> [Work task]:
Filter these entries down to the lines that hold the word "white", and show each of them.

[Stored data — start]

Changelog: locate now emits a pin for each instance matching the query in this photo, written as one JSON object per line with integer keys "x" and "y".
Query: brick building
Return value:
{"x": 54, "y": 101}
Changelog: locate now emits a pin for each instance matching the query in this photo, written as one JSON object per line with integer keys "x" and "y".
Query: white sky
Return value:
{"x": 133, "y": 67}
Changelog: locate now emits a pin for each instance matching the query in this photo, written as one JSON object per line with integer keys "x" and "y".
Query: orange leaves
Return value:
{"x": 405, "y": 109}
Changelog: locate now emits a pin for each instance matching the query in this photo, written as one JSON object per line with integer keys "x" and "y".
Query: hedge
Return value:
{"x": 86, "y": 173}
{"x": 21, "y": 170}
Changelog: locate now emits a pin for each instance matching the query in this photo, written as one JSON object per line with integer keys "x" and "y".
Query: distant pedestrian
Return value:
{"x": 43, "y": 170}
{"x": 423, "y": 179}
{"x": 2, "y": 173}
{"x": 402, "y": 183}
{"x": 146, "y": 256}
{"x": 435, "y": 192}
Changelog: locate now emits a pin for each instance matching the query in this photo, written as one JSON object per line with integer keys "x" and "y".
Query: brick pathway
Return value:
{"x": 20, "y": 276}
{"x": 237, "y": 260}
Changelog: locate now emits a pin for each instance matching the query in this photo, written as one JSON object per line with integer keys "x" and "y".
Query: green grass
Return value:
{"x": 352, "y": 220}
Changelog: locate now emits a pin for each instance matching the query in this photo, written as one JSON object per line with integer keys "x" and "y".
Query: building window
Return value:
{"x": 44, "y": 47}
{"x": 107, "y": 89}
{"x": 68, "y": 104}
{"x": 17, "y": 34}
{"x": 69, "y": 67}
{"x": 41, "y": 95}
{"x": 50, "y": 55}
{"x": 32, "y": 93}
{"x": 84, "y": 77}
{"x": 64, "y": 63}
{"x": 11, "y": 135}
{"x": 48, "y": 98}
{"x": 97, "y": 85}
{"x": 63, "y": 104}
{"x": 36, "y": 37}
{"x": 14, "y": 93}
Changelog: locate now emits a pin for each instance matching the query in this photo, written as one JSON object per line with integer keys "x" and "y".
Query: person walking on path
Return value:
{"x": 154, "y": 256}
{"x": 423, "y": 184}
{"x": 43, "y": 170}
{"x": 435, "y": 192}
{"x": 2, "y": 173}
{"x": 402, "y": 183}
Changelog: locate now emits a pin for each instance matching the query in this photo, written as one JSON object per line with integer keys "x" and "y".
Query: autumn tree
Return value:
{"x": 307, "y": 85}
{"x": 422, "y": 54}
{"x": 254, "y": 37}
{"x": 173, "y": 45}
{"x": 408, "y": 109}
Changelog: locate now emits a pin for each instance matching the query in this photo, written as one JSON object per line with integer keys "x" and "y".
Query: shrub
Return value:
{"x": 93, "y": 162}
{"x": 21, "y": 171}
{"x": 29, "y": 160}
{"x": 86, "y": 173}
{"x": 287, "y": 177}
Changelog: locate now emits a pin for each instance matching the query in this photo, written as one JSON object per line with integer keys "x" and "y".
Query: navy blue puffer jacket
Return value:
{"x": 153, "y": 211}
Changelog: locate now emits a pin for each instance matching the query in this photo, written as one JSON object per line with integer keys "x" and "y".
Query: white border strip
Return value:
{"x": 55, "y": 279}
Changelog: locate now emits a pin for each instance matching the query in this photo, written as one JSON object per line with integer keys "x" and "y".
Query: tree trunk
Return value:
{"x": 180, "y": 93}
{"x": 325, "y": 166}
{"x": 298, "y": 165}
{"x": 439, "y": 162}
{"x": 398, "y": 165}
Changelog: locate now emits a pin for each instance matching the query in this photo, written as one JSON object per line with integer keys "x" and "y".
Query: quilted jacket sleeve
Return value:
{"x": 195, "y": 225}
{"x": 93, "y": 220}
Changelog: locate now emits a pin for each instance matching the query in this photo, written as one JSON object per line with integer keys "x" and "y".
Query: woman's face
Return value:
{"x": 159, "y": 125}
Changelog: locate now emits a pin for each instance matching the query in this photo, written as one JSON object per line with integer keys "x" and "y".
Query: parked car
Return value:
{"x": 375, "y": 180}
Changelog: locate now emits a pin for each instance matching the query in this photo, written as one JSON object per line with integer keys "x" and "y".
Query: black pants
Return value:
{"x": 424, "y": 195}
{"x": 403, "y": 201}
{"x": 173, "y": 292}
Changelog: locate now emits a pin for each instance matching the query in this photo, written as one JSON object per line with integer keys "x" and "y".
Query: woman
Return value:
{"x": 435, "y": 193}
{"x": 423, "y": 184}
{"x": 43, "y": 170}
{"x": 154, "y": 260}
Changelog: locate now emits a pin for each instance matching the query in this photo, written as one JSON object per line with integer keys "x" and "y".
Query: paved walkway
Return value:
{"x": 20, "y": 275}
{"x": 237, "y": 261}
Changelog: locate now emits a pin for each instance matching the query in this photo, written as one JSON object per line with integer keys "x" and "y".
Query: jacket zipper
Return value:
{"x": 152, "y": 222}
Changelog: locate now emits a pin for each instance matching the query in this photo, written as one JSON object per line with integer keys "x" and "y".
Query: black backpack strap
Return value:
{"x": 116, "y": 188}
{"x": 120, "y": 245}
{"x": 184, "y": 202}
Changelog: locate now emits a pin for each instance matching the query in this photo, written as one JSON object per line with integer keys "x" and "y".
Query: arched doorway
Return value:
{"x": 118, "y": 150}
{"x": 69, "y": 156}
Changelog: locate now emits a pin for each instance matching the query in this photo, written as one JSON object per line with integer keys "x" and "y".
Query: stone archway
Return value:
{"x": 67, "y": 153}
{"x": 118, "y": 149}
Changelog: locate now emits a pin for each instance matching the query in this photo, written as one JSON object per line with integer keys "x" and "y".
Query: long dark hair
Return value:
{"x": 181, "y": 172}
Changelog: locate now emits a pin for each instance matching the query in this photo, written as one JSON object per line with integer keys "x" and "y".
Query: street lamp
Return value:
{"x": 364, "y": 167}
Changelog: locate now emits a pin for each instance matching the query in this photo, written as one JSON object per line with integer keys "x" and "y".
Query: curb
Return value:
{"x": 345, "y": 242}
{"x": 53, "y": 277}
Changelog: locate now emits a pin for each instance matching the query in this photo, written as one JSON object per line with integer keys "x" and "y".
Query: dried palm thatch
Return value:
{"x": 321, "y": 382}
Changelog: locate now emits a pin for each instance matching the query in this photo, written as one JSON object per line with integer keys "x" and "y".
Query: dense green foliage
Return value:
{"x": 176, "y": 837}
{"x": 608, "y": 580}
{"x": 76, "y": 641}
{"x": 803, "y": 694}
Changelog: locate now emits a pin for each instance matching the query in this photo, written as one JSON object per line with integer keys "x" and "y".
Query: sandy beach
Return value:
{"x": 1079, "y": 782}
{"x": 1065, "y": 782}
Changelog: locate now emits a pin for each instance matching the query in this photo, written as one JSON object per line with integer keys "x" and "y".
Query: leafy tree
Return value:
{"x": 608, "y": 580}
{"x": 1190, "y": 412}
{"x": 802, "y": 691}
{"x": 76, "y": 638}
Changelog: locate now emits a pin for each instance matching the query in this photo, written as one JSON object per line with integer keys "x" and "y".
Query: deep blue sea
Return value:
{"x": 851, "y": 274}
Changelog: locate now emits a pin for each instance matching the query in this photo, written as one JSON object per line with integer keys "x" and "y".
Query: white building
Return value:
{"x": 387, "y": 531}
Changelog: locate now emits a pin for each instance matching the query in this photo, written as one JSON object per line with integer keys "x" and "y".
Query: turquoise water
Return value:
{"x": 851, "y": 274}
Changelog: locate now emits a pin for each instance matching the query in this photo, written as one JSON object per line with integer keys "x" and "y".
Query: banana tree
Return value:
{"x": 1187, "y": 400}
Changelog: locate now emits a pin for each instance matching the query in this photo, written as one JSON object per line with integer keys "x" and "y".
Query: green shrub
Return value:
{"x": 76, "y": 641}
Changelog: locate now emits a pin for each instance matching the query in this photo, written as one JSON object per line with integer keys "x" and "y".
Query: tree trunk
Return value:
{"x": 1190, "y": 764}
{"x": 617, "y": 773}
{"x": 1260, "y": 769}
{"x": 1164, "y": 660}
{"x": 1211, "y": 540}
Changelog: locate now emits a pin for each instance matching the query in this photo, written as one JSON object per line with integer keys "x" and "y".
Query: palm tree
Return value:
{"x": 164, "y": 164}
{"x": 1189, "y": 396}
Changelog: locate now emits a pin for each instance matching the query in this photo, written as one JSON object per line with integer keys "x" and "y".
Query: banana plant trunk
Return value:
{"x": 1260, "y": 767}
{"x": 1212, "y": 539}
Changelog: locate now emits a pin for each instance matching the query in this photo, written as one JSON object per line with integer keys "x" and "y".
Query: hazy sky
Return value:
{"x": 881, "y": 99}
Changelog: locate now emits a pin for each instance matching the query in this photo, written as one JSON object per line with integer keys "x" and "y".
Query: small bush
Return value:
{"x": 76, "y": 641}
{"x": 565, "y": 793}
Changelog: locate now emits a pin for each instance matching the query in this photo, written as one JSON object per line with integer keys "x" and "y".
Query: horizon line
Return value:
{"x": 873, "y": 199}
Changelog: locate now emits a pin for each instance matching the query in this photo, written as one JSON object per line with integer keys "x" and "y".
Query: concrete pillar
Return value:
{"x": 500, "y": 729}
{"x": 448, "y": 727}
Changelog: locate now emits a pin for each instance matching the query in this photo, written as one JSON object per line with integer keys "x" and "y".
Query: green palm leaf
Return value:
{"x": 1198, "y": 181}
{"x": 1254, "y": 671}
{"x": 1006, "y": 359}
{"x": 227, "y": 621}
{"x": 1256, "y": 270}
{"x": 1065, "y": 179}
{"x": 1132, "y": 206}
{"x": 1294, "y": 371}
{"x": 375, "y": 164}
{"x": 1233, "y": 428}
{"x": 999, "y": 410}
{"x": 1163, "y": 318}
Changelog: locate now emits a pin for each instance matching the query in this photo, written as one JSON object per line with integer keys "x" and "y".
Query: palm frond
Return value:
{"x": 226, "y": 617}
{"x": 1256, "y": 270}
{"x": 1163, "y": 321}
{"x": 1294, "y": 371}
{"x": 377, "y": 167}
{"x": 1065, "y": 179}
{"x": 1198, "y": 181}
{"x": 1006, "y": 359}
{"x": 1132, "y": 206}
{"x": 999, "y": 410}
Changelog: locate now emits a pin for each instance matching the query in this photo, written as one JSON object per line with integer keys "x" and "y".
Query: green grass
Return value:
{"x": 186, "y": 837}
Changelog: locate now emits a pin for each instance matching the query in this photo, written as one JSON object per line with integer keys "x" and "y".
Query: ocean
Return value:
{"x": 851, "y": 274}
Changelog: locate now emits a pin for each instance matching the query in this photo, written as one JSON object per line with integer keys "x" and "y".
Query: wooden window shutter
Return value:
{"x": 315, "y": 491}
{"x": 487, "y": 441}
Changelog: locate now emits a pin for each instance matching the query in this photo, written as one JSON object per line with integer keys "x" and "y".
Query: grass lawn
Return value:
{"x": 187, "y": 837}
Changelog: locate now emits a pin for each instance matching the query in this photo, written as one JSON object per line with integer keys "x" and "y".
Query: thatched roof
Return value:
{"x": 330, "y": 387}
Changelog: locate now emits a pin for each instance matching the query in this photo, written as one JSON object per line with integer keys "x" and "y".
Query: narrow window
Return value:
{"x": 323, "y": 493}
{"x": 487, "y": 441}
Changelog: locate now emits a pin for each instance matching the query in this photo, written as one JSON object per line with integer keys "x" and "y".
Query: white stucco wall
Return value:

[Stored data — finish]

> [Written solution]:
Query: white sky
Query: white border strip
Query: white building
Query: white stucco wall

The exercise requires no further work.